Records from a point labeling set:
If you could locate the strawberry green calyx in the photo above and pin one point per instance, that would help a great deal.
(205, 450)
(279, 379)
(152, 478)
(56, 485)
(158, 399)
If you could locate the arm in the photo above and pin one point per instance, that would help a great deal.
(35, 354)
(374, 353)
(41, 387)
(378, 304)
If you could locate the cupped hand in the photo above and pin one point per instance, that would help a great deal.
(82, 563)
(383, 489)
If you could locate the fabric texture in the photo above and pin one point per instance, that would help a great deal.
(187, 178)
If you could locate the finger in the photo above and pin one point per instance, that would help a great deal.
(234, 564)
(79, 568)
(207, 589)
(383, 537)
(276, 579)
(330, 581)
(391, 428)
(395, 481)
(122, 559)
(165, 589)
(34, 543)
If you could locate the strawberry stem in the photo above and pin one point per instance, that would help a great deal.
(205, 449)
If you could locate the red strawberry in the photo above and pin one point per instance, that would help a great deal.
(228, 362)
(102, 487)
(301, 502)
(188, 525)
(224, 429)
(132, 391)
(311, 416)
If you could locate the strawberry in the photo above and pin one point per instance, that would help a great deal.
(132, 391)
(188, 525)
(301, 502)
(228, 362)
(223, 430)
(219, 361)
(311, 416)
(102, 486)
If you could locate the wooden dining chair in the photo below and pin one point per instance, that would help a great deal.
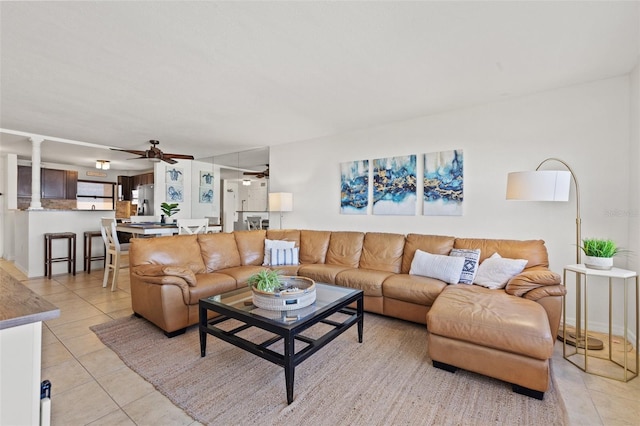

• **Required task**
Arrange the stretch of the records from the line containing "If you could locate the red" through the end of the records as a Markdown table with the columns Row and Entry, numbering each line in Row and skipping blank lines. Leave the pictures out of the table.

• **Reply**
| Row | Entry |
|---|---|
| 1 | If you could locate the red strawberry in the photo above and pin one point per instance, that would help a great deal. |
| 2 | (228, 362) |
| 3 | (102, 487) |
| 4 | (301, 502) |
| 5 | (188, 525) |
| 6 | (224, 429) |
| 7 | (132, 391) |
| 8 | (311, 416) |
| 9 | If you could locate the strawberry in the photo above and pin one point per instance, that would help a great deal. |
| 10 | (132, 391) |
| 11 | (188, 525) |
| 12 | (301, 502) |
| 13 | (228, 362) |
| 14 | (223, 430) |
| 15 | (219, 361) |
| 16 | (311, 416) |
| 17 | (102, 486) |
| 18 | If you could locate the wooden dining chair in the photo below and pin one point per instance, that would help a great deal. |